_Given problem:_ Give every line of the data below as a JSON list of strings, with one string per line and any blank lines left out.
+++ Entries provided +++
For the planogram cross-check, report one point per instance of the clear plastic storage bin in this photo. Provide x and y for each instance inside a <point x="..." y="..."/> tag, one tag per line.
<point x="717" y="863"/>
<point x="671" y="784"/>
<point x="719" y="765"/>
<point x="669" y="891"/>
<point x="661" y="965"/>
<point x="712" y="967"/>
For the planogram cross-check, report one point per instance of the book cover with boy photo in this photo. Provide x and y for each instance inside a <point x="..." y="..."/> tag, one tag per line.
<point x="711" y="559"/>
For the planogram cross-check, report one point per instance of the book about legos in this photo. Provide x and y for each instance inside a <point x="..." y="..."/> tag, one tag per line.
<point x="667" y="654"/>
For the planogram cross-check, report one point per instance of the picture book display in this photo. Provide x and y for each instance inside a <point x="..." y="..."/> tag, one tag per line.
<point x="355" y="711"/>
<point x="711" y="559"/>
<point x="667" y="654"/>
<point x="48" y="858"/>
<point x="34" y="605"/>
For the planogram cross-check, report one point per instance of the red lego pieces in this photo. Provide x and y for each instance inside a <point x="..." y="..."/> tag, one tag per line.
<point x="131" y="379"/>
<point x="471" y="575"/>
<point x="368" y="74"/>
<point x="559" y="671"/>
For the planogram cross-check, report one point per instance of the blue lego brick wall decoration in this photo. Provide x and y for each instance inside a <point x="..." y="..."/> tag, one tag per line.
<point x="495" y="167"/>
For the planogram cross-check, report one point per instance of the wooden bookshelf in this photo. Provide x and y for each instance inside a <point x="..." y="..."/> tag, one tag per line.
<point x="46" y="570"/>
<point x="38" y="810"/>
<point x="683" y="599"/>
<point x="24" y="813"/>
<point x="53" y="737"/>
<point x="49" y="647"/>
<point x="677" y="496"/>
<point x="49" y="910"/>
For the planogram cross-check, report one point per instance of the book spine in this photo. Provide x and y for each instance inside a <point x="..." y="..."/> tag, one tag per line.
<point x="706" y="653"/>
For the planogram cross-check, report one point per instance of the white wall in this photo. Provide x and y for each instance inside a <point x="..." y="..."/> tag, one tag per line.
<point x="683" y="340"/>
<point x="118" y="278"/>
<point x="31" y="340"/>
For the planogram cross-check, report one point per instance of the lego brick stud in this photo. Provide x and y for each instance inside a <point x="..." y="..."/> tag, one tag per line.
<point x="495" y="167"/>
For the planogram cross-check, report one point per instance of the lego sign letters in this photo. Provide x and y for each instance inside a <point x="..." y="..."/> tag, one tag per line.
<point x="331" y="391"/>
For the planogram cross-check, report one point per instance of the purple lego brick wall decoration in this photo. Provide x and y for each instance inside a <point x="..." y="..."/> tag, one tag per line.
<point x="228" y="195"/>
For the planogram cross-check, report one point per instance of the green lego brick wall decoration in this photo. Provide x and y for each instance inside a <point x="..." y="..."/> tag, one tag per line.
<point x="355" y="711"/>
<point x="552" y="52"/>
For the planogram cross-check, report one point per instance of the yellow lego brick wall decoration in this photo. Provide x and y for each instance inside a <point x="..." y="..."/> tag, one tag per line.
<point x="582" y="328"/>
+++
_Answer to the task:_
[
  "For the planogram cross-check, report one point per instance of the clear plastic storage bin in this photo. Provide x and y for each instance inside a <point x=\"...\" y=\"...\"/> tag, one tag per line.",
  "<point x=\"717\" y=\"863\"/>",
  "<point x=\"671\" y=\"784\"/>",
  "<point x=\"719\" y=\"765\"/>",
  "<point x=\"669\" y=\"891\"/>",
  "<point x=\"661\" y=\"965\"/>",
  "<point x=\"712\" y=\"967\"/>",
  "For the planogram cross-check, report one point per instance of the book cover with boy photo in this photo. Provide x and y for each instance inside a <point x=\"...\" y=\"...\"/> tag, one tag per line.",
  "<point x=\"711\" y=\"559\"/>",
  "For the planogram cross-check, report one point per instance of the book about legos in this photo. Provide x and y for each instance inside a <point x=\"...\" y=\"...\"/> tag, one tag per line.",
  "<point x=\"667\" y=\"654\"/>",
  "For the planogram cross-check, report one point per instance of the picture book display in this photo. Provide x and y for each instance inside a <point x=\"...\" y=\"...\"/> tag, one tag per line.",
  "<point x=\"355\" y=\"711\"/>",
  "<point x=\"711\" y=\"559\"/>",
  "<point x=\"667\" y=\"654\"/>",
  "<point x=\"48\" y=\"858\"/>",
  "<point x=\"34\" y=\"605\"/>",
  "For the planogram cross-check, report one point per instance of the red lego pieces in this photo. Provide x and y for each instance inside a <point x=\"...\" y=\"...\"/> tag, one tag per line.",
  "<point x=\"131\" y=\"379\"/>",
  "<point x=\"471\" y=\"575\"/>",
  "<point x=\"368\" y=\"74\"/>",
  "<point x=\"559\" y=\"671\"/>",
  "For the planogram cross-check, report one point per instance of the blue lego brick wall decoration in this photo. Provide x and y for each instance inside a <point x=\"...\" y=\"...\"/> tag, one tag per line.",
  "<point x=\"495\" y=\"167\"/>",
  "For the planogram cross-check, report one point per instance of the wooden bookshelf in this photo. Provide x and y for each instance inside a <point x=\"...\" y=\"...\"/> tag, one tag per line.",
  "<point x=\"46\" y=\"570\"/>",
  "<point x=\"38\" y=\"810\"/>",
  "<point x=\"683\" y=\"599\"/>",
  "<point x=\"24\" y=\"813\"/>",
  "<point x=\"53\" y=\"737\"/>",
  "<point x=\"49\" y=\"647\"/>",
  "<point x=\"677\" y=\"496\"/>",
  "<point x=\"49\" y=\"910\"/>",
  "For the planogram cross-check, report one point per instance of the book spine in this photo. Provide x and y for each instance inside a <point x=\"...\" y=\"...\"/> tag, one tag per line.",
  "<point x=\"706\" y=\"653\"/>",
  "For the planogram cross-check, report one point per instance of the white wall in this photo. Provide x and y for each instance inside a <point x=\"...\" y=\"...\"/> tag, one tag per line.",
  "<point x=\"683\" y=\"340\"/>",
  "<point x=\"118\" y=\"278\"/>",
  "<point x=\"31\" y=\"340\"/>",
  "For the planogram cross-check, report one point per instance of the lego brick stud in this photo. Provide x and y for each instance inside a <point x=\"...\" y=\"...\"/> tag, one tag per line.",
  "<point x=\"495\" y=\"167\"/>",
  "For the planogram cross-check, report one point per instance of the lego sign letters in this photo. Provide x and y for each instance inside a <point x=\"...\" y=\"...\"/> tag, one tag per line.",
  "<point x=\"331\" y=\"391\"/>",
  "For the planogram cross-check, report one point per instance of the purple lego brick wall decoration in this photo. Provide x and y for each instance inside a <point x=\"...\" y=\"...\"/> tag, one tag per line.",
  "<point x=\"228\" y=\"195\"/>",
  "For the planogram cross-check, report one point per instance of the green lego brick wall decoration in this photo. Provide x and y for each instance inside a <point x=\"...\" y=\"...\"/> tag, one tag per line.",
  "<point x=\"355\" y=\"711\"/>",
  "<point x=\"552\" y=\"52\"/>",
  "For the planogram cross-check, report one point per instance of the yellow lego brick wall decoration in this photo. Provide x and y for each instance inside a <point x=\"...\" y=\"...\"/> tag, one tag per line.",
  "<point x=\"582\" y=\"328\"/>"
]